-- Start PROVIDED PASSAGE --

Question

If the roots of the equation $x^4+a{x}^3+b{x}^2+cx+d=0$ are in geometric progression, then

• A. $b^2=ac$
• B. $a^2=b$
• C. $a^2{b}^2=c^2$
• D. $c^2=a^{2}d$

Answer 1

The correct option is D $c^2=a^{2}d$

Let the roots be $\frac{\alpha }{r^3},\frac{\alpha }{r},\alpha r,\alpha r^3$
Sum of the roots $=-a$
$\Rightarrow \frac{\alpha }{r^3}+\frac{\alpha }{r}+\alpha r+\alpha r^3=-a$
$\Rightarrow \alpha (r+\frac{1}{r}+r^3+\frac{1}{r^3})=-a\dots \left(1\right)$

Product of the roots $=d$
$\Rightarrow {\alpha }^4=d\dots \left(2\right)$

Sum of products of the roots, three at a time $=-c$
$\Rightarrow \frac{{\alpha }^3}{r^3}+{\alpha }^{3}r+{\alpha }^3{r}^3+\frac{{\alpha }^3}{r}=-c$
$\Rightarrow {\alpha }^3(r+\frac{1}{r}+r^3+\frac{1}{r^3})=-c\dots \left(3\right)$

From equation $\left(1\right)$ and $\left(3\right),$
$\frac{1}{{\alpha }^2}=\frac{a}{c}$
$\Rightarrow {\alpha }^4=\frac{c^2}{a^2}$
From equation $\left(2\right),$
$d=\frac{c^2}{a^2}$
$\Rightarrow c^2=a^{2}d$

-- End PROVIDED PASSAGE --
-- Start RECORDS TO PROCESS --

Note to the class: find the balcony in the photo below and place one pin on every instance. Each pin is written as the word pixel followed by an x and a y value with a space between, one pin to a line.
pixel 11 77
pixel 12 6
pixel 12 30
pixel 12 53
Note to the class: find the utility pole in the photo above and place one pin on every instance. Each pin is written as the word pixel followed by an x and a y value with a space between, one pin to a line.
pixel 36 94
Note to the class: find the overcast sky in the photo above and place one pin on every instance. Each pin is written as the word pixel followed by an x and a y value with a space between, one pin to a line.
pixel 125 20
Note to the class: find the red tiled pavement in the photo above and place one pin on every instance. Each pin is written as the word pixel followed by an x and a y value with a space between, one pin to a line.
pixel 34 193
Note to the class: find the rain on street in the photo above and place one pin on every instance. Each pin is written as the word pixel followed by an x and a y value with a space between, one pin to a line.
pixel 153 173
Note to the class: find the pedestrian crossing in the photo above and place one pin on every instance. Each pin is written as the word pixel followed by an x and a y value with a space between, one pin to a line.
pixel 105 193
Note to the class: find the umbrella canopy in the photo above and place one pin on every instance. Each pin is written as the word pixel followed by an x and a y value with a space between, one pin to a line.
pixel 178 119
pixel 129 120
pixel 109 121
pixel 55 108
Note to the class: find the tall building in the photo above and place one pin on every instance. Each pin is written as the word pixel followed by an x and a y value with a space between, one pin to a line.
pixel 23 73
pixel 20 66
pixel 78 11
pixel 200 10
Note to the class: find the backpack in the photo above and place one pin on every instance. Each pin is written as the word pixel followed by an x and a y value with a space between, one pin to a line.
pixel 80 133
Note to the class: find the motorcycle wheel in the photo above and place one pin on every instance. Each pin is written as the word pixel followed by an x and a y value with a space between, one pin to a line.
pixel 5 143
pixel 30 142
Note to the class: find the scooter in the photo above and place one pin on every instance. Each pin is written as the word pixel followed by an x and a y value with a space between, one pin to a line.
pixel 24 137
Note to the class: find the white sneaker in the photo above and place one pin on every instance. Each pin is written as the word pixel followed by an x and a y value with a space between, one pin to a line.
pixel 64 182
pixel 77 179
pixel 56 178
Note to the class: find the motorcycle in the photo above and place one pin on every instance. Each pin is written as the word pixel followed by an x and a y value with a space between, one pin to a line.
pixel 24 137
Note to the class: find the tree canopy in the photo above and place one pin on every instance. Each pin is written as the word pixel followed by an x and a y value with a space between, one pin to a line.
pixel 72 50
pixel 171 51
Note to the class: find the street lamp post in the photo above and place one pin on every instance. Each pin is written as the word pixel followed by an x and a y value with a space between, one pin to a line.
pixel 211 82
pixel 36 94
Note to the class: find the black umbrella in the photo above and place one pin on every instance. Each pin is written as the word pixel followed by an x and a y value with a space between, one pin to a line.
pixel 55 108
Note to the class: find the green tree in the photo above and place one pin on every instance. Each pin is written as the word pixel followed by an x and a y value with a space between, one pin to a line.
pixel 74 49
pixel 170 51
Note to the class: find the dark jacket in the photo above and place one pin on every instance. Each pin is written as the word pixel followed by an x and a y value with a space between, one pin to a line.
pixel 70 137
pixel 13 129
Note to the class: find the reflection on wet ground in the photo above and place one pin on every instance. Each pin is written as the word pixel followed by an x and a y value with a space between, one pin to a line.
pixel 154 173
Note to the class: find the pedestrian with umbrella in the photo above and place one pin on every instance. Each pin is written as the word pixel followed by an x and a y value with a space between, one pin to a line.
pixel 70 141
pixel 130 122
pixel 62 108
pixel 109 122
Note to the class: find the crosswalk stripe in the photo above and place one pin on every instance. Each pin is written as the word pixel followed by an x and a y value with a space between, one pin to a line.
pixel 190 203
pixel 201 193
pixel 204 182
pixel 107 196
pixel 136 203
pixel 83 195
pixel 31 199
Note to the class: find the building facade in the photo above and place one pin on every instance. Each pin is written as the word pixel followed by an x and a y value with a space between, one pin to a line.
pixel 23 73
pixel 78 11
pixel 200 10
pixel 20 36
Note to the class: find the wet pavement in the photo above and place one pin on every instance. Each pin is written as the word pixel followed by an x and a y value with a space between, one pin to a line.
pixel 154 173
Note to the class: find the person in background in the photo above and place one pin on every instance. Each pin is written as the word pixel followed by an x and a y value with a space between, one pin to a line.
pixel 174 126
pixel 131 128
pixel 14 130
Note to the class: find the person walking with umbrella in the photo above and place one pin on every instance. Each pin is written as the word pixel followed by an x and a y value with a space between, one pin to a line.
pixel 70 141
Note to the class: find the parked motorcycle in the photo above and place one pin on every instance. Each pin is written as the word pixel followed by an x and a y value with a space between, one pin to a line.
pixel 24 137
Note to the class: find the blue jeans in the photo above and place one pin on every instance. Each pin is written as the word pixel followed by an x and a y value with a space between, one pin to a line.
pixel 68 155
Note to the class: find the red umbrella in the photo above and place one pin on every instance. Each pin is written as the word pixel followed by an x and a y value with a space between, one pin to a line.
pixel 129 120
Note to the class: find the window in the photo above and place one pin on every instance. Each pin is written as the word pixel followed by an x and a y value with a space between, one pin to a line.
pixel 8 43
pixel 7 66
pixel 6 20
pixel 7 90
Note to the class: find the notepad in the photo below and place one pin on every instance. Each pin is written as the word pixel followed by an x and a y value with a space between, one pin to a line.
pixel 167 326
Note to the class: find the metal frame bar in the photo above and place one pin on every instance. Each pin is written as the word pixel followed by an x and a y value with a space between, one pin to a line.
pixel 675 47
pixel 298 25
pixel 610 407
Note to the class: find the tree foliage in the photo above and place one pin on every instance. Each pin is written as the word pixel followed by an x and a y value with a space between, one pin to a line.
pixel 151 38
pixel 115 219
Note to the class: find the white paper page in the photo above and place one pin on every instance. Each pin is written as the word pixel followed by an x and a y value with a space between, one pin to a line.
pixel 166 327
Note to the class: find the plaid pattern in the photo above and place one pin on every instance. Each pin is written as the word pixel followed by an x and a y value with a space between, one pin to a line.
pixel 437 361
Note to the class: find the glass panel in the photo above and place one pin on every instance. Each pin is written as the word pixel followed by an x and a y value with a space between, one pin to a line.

-- End RECORDS TO PROCESS --

• _EXERCISE SET_
• a. Which option does the polynomial roots text give as the correct one?
• b. Copy out the rows from the line with "Note to the class: find the notepad" up to and including the line with "pixel 115 219".
The rows have no connection to the text about the polynomial with roots in geometric progression.

• _RESULTS OF THE EXERCISE_
• a. Option D, $c^2=a^{2}d$.

• b.
Note to the class: find the notepad in the photo below and place one pin on every instance. Each pin is written as the word pixel followed by an x and a y value with a space between, one pin to a line.
pixel 167 326
Note to the class: find the metal frame bar in the photo above and place one pin on every instance. Each pin is written as the word pixel followed by an x and a y value with a space between, one pin to a line.
pixel 675 47
pixel 298 25
pixel 610 407
Note to the class: find the tree foliage in the photo above and place one pin on every instance. Each pin is written as the word pixel followed by an x and a y value with a space between, one pin to a line.
pixel 151 38
pixel 115 219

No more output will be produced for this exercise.